_Aim of the exercise_
Extract all records. Keep each one exact.

_Material for this exercise_

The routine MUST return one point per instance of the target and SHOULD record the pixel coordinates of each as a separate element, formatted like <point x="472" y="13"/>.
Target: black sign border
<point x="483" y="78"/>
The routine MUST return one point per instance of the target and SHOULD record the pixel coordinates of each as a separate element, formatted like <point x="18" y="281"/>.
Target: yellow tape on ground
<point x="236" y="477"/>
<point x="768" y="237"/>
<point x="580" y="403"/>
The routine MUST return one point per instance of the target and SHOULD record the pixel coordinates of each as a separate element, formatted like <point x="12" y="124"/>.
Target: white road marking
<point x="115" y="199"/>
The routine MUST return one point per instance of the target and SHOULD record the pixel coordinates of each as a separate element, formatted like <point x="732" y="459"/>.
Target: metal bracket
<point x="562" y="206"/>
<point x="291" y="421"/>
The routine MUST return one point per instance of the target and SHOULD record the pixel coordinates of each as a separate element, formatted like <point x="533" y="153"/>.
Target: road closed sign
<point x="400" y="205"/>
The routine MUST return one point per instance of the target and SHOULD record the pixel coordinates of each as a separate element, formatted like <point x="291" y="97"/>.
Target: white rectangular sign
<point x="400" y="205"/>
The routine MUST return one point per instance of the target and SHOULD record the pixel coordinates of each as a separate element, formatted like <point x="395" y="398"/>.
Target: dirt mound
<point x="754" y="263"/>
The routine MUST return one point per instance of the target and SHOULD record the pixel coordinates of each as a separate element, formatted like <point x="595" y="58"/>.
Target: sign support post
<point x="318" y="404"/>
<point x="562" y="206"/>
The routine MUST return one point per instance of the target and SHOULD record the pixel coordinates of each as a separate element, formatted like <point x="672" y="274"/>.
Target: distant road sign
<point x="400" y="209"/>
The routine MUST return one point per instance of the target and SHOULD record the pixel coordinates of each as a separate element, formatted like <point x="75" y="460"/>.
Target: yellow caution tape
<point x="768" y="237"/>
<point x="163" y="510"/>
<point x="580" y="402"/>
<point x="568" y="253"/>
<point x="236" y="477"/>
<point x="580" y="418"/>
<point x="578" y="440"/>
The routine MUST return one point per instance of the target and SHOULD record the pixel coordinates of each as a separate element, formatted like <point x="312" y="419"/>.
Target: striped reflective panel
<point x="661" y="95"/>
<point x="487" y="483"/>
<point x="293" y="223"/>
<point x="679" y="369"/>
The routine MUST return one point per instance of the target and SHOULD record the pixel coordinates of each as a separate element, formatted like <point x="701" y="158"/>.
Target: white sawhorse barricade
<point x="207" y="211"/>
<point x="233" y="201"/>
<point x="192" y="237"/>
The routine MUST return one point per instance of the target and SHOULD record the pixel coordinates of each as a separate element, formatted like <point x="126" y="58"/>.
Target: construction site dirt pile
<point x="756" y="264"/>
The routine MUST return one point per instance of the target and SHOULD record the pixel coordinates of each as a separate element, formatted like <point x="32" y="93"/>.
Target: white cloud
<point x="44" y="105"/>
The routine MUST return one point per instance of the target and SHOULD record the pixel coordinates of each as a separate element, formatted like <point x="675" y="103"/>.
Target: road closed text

_Full output_
The routine MUST return one point per instance of the target and SHOULD record the pixel coordinates of each as a separate element, formatted like <point x="472" y="13"/>.
Target: black sign border
<point x="483" y="78"/>
The routine MUST return one point per instance of the target and SHOULD record the pixel coordinates of each as a separate element, formatted like <point x="18" y="281"/>.
Target: yellow tape on ground
<point x="236" y="477"/>
<point x="768" y="237"/>
<point x="580" y="403"/>
The routine MUST return one point per instance of the target and SHOULD record the pixel coordinates of each as a separate element, formatted like <point x="12" y="124"/>.
Target: white road marking
<point x="115" y="199"/>
The routine MUST return one point per instance of the target and SHOULD record the pixel coordinates of each as a separate element, formatted like <point x="732" y="459"/>.
Target: metal bracket
<point x="562" y="206"/>
<point x="291" y="421"/>
The routine MUST return one point per instance of the target and SHOULD record the pixel coordinates of each as a separate element, formatted like <point x="533" y="153"/>.
Target: road closed sign
<point x="400" y="205"/>
The routine MUST return one point per instance of the target and SHOULD record the pixel coordinates of each as a separate element, formatted like <point x="291" y="97"/>.
Target: white rectangular sign
<point x="400" y="205"/>
The routine MUST return one point per instance of the target and SHOULD record the pixel coordinates of each as a separate element, formatted like <point x="395" y="398"/>.
Target: dirt mound
<point x="754" y="263"/>
The routine MUST return one point per instance of the target and SHOULD record the pixel coordinates of each as a separate element, formatted like <point x="595" y="58"/>.
Target: sign support post
<point x="318" y="404"/>
<point x="562" y="206"/>
The routine MUST return one point per instance of the target and SHOULD record the pixel coordinates of each as a separate element, formatted like <point x="672" y="274"/>.
Target: distant road sign
<point x="400" y="209"/>
The routine MUST return one point per instance of the target and SHOULD record the pixel coordinates of each as a separate element, formatted like <point x="75" y="460"/>.
Target: yellow caution tape
<point x="768" y="237"/>
<point x="163" y="510"/>
<point x="580" y="402"/>
<point x="568" y="253"/>
<point x="236" y="477"/>
<point x="580" y="418"/>
<point x="578" y="440"/>
The routine MUST return one point per instance of the target and SHOULD record the pixel coordinates of each as a separate element, formatted like <point x="312" y="419"/>.
Target: striped reflective panel
<point x="661" y="95"/>
<point x="487" y="483"/>
<point x="293" y="223"/>
<point x="679" y="369"/>
The routine MUST return one point per instance of the target and SHOULD record the pixel coordinates of each as a separate element, formatted like <point x="701" y="158"/>.
Target: white sawhorse barricade
<point x="207" y="211"/>
<point x="233" y="201"/>
<point x="192" y="237"/>
The routine MUST return one point per instance of the target and SHOULD record the pixel coordinates of each as a separate element, formatted like <point x="126" y="58"/>.
Target: construction site dirt pile
<point x="756" y="264"/>
The routine MUST return one point per instance of the target and SHOULD record the pixel coordinates of each as a separate element, formatted like <point x="32" y="93"/>.
Target: white cloud
<point x="44" y="105"/>
The routine MUST return one point per instance of the target and SHOULD record the pixel coordinates of each as a separate element, formatted like <point x="675" y="103"/>.
Target: road closed text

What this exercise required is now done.